[HOW TO COMPLETE THIS TASK]
How many of the lines below contain the word "light"? Only the number is wanted.

[Stored items from a collection]
---
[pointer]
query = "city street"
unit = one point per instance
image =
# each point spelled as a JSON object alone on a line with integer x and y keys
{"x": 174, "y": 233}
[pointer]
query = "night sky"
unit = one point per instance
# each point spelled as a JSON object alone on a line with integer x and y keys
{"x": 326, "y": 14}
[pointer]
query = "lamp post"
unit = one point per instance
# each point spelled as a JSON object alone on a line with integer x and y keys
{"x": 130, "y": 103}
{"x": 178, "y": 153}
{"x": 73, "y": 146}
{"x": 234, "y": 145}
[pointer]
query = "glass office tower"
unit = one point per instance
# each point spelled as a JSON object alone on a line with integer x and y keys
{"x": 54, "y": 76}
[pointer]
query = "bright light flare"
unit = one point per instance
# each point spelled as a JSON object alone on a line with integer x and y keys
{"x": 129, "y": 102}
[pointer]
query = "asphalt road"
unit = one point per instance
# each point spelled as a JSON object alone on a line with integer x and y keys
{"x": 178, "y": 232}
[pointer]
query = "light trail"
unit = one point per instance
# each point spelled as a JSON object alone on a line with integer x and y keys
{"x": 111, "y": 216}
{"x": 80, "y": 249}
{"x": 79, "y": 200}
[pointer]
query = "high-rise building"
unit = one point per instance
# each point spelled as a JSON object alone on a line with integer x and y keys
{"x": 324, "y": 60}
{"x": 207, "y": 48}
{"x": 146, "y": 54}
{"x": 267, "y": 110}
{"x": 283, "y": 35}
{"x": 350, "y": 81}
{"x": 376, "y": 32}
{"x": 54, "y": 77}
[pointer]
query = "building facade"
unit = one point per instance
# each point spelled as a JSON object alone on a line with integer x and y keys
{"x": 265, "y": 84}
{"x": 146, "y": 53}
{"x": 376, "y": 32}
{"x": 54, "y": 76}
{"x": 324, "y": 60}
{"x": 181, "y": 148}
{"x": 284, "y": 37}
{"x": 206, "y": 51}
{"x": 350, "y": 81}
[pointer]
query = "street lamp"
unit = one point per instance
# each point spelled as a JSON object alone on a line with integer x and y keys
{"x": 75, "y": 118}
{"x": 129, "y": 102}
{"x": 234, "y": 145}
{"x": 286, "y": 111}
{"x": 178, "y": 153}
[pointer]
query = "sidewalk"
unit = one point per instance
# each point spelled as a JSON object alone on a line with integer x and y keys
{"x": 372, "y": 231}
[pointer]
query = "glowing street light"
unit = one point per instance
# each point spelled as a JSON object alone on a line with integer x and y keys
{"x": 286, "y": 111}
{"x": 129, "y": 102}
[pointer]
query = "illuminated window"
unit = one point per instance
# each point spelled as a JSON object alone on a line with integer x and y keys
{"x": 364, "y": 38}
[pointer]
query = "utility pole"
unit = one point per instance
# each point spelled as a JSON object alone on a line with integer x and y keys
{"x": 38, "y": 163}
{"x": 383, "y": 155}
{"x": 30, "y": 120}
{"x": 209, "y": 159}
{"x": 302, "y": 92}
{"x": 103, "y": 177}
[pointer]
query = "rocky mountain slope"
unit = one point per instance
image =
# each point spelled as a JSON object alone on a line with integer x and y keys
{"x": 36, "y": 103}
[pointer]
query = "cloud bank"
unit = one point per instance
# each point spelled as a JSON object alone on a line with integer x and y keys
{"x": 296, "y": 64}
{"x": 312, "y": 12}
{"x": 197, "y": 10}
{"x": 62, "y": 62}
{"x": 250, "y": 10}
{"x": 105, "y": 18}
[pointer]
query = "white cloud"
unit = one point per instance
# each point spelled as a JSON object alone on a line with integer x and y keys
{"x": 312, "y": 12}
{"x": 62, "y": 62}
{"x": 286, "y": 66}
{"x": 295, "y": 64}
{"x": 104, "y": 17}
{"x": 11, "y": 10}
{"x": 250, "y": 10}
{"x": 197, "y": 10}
---
[ANSWER TO THIS EXERCISE]
3